## PROVIDED DATA:
%%

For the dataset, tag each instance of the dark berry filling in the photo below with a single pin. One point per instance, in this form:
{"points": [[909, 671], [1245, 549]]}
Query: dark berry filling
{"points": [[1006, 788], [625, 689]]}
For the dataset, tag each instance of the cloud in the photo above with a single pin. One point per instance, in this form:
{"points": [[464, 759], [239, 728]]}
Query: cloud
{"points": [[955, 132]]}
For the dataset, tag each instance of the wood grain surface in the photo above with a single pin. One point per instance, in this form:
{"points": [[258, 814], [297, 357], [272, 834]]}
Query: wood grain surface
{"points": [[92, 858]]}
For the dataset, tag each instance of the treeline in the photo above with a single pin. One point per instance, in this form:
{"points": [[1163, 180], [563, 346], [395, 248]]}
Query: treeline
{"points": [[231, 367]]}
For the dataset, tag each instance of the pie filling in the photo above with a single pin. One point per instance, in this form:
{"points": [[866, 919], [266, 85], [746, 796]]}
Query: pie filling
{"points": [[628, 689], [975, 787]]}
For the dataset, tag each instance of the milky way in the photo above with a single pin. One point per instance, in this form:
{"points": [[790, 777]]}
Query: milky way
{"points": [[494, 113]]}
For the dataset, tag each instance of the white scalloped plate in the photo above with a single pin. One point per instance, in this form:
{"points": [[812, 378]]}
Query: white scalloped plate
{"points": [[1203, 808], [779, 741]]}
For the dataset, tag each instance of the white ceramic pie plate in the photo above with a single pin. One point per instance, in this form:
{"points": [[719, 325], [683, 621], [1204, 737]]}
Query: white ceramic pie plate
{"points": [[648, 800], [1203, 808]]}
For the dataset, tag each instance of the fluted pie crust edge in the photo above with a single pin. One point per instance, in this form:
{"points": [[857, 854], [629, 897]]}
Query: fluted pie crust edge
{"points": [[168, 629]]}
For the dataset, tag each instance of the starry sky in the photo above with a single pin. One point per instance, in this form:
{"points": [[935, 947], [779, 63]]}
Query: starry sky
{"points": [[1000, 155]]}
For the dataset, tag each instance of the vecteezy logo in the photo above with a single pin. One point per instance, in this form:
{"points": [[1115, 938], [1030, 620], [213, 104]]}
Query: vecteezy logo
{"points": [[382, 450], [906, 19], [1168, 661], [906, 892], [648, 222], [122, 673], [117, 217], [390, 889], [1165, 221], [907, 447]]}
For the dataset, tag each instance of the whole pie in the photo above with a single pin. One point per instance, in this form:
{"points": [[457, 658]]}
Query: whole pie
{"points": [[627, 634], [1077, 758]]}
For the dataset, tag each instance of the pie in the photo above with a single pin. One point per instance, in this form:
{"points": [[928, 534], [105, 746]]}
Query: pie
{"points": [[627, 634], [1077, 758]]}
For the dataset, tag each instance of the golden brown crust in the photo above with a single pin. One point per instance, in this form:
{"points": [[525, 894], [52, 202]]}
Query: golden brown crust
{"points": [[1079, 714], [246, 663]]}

%%

## TASK OBJECTIVE:
Write out every record above word for word, changing nothing.

## FULL OUTPUT:
For the dataset, tag each instance of the dark berry filling in the photo below with a single pin. One point per instance, in this form:
{"points": [[909, 671], [1245, 549]]}
Query: dark berry filling
{"points": [[1006, 788], [625, 689]]}
For the dataset, tag each instance of the cloud in the photo above with a single pin. One point per instance, in this form:
{"points": [[464, 759], [239, 728]]}
Query: cloud
{"points": [[955, 132]]}
For the dataset, tag each instance of the wood grain surface in the photo above with a single pin. One point per instance, in this form:
{"points": [[258, 814], [297, 357], [272, 834]]}
Query: wood grain surface
{"points": [[92, 858]]}
For the dataset, tag each instance of the treeline in the photo above with a single pin. One point per instance, in this form:
{"points": [[1163, 180], [563, 346], [395, 248]]}
Query: treeline
{"points": [[231, 367]]}
For the dataset, tag each instance of the pie filling in the photo above with a single pin. One point per instance, in this form:
{"points": [[866, 919], [266, 85], [746, 796]]}
Query: pie filling
{"points": [[628, 689], [975, 787]]}
For the dataset, tag each instance of the milky way in the photo above with a single pin. One point per instance, in this form:
{"points": [[790, 777]]}
Query: milky way
{"points": [[494, 113]]}
For the dataset, tag each instance of the white scalloped plate in the photo above with a single pin. One point per instance, in this form:
{"points": [[812, 378]]}
Query: white scalloped plate
{"points": [[1203, 808], [779, 741]]}
For the dataset, tag each instance of the white ceramic pie plate in the photo above with a single pin. One point per instance, in this form:
{"points": [[719, 325], [683, 621], [1204, 737]]}
Query: white ceramic pie plate
{"points": [[648, 800], [1203, 808]]}
For the dataset, tag each instance of the fluted pie crust edge in the photo above with a single pin. One point per instance, in this form:
{"points": [[857, 854], [629, 897]]}
Query: fluted pie crust edge
{"points": [[168, 629]]}
For the dataset, tag each instance of the starry sky in the photo above with a single pin. One point per instance, in this form:
{"points": [[935, 947], [779, 63]]}
Query: starry sky
{"points": [[1000, 155]]}
For the dataset, tag each instance of the vecteezy logo in the photo above with a single pin. One point per instance, in this form:
{"points": [[1115, 938], [1030, 620], [213, 104]]}
Query: vecteezy logo
{"points": [[382, 450], [906, 19], [1168, 661], [906, 892], [648, 222], [122, 673], [117, 217], [390, 889], [1165, 221], [907, 447]]}
For the dataset, tag each instance of the whole pie in the photo above with a single pin. One point per instance, in this form:
{"points": [[457, 658]]}
Query: whole pie
{"points": [[627, 634], [1077, 758]]}
For the dataset, tag each instance of the pie in the photo above with a single pin. One point per instance, in this form:
{"points": [[928, 534], [105, 746]]}
Query: pie
{"points": [[627, 634], [1077, 758]]}
For the dataset, tag each instance of the golden brown crust in the photo above with a single pin. One point per instance, in this form:
{"points": [[525, 894], [52, 202]]}
Query: golden brown crust
{"points": [[1079, 714], [246, 663]]}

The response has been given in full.